- THE REQUEST -
In your copy, include every line of the listing below exactly but none of the pictures.

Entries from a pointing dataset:
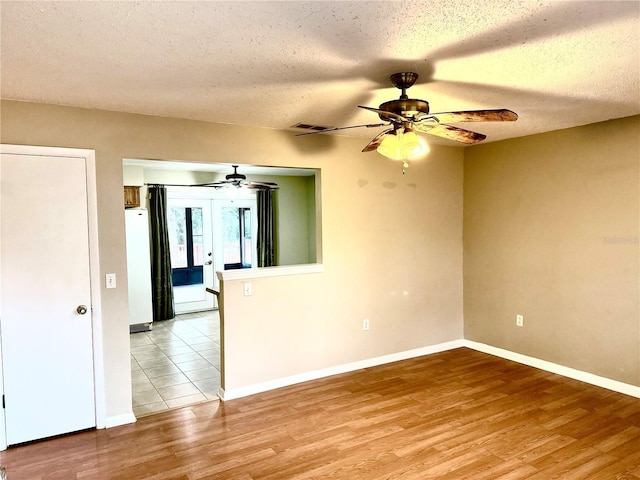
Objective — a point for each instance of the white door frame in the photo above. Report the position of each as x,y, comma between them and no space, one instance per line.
94,265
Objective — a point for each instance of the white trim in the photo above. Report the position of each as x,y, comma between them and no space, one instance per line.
94,265
118,420
265,272
233,394
585,377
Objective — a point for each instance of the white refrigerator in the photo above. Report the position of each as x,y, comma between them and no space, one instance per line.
138,269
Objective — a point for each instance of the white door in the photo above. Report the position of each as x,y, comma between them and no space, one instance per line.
45,301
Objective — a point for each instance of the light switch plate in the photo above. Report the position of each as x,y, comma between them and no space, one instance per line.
111,280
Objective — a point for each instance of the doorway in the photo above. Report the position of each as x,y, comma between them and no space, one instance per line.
208,231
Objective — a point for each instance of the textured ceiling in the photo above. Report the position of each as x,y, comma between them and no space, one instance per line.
274,64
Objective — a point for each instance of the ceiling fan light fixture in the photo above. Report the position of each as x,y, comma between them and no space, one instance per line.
402,146
410,146
389,147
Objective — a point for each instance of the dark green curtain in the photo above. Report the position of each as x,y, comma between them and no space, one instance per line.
162,287
266,227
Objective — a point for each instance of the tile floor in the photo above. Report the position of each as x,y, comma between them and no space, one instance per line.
177,363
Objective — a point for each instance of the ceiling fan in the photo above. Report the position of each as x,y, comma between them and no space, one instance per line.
238,180
406,116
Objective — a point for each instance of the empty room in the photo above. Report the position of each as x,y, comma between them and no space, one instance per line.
377,240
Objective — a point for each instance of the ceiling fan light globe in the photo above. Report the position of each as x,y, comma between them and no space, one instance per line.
389,147
410,145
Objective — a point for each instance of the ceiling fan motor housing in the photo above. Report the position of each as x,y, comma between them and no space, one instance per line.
408,108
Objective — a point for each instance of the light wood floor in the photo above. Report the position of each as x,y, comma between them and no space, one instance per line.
453,415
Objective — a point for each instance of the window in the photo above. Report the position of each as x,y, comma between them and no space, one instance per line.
237,238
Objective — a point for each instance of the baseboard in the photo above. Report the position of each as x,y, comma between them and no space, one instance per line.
118,420
585,377
232,394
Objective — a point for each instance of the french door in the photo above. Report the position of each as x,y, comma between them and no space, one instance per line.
191,243
208,235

- EXERCISE OUTPUT -
Objective — a point for each instance of the white door frame in the photo above. Report the position of each as x,y, comma between them and no space, one instance per line.
94,265
Objective — a point for each instance of the white trim in the photo above. Report the position of each as x,y, comma between them and no space, one instance per line.
94,265
118,420
265,272
233,394
585,377
Objective — a point for each instance of the white refrigerator in the photo above. Report the position of each as x,y, comma between them and no space, one instance per line.
138,269
Objective — a point for each instance of the white door in the photo above. Report the position of each as x,y, comma between them and no space, one instance per line.
45,301
Objective — a point for each instance of the light switch plate in the photo above. Report the position of each as x,y, comma between them and no space, one instance per line.
111,280
Objective — a point for each instance of the doorway in the photo above. Report the position of each as x,y, comma between them and no space, one instance per line.
208,231
Objective — a point for each instance of the textured ceiling in the photo above. Report the position of each as x,y, comma between them and no space, one instance per line.
274,64
Objective — a point for each instance of the ceiling fan light fixture in the photo above. Report the position of each as x,y, comma between them and no space, one instance per line.
402,146
410,146
389,147
Objective — a point for each instance of the dark green curtain in the photo above. Report the position of each as x,y, comma between them and no space, one instance per line.
162,287
266,227
Objective — a point for each instance of the tile floor in the photo above. Report the position of each as x,y, comma between them and no space, one instance per line.
177,363
Objective — a point for each instance of the ceiling fan in the photo above. Report the position of each as x,y, comma between them and no space, one instance per line.
238,180
406,116
Objective — a point for each instance of the empty room in the photo above. Report the position of each as x,y, comma between them and no space, one instance per line.
377,240
Objective — a point for each instance of the ceiling fan light globe in the photo above. Report the position of each as x,y, comma between them and no space, one instance per line.
389,147
410,145
Objective — a point for each instance of the ceiling fan motor housing in the photo above. Report the position of each as x,y, comma between them and no space, one instance per line.
408,108
Objective — a point for each instance of the light wood floor in the photo above. Report the position of each as x,y, comma between them and no space, one instance per line.
453,415
Objective — a point for each instance of the window in the photo above. Report the position of each as x,y, comma between them and no space, one instance per line.
237,238
Objective — a point for each instance of the baseboard in the photo above. Report the position of each as x,y, comma between them and no space, one instance per line.
118,420
585,377
232,394
Objective — a point for each instance of the french door in the photo above. Report the position of each as x,y, comma between them and no space, one instance per line.
191,243
208,235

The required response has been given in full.